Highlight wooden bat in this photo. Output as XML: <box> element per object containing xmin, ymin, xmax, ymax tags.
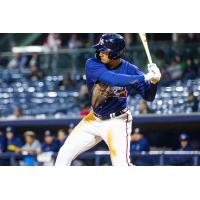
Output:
<box><xmin>139</xmin><ymin>33</ymin><xmax>152</xmax><ymax>64</ymax></box>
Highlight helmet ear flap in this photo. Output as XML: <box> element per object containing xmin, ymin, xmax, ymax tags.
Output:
<box><xmin>109</xmin><ymin>49</ymin><xmax>124</xmax><ymax>60</ymax></box>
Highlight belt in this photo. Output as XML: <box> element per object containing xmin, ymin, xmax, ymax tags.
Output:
<box><xmin>93</xmin><ymin>107</ymin><xmax>128</xmax><ymax>120</ymax></box>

- - - - -

From the records above, extract every line that contains the string "tags", copying each one unchanged.

→ Exercise result:
Highlight wooden bat in this photo. Output as XML: <box> element per object containing xmin, ymin, xmax, ymax tags.
Highlight helmet ear flap in this photo. Output as XML: <box> element per object containing xmin, ymin, xmax, ymax tags.
Highlight belt in this photo. Output as XML: <box> element per object containing xmin, ymin, xmax, ymax tags.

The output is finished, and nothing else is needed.